[Opening Available data section]
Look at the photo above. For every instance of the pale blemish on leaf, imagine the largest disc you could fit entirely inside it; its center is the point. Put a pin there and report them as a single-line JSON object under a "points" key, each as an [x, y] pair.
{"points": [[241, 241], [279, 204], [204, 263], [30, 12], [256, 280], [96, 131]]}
[Closing Available data section]
[Opening Available data section]
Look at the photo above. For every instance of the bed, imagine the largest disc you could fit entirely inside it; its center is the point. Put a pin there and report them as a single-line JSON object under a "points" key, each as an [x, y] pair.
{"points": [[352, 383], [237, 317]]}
[Closing Available data section]
[Opening Available data section]
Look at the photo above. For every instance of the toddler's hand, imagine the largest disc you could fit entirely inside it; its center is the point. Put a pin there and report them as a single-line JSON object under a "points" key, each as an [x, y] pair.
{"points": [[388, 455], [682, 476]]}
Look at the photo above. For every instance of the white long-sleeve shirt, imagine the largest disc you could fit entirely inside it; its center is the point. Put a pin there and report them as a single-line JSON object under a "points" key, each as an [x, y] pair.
[Closing Available data section]
Exercise aim — Print, from the entries above, the line with "Look at the photo above. For every instance of the toddler's", the line with "Look at the photo above. For every instance of the white" and all lines between them, exactly and with nothing else.

Answer below —
Look at the photo above. For every instance of the toddler's hand, imagine the largest disc you could fit entirely inside it; its center is the point. Put a pin there and report them as a single-line JSON object under a "points" key, each as an [x, y] pair.
{"points": [[388, 455], [682, 476]]}
Look at the photo above. For every instance of the white long-sleeve shirt, imagine the largest disc you could fit entirely inside it; its center is the point. Put a pin there and report them as a single-line JSON object under a "points" key, each as an [x, y] pair.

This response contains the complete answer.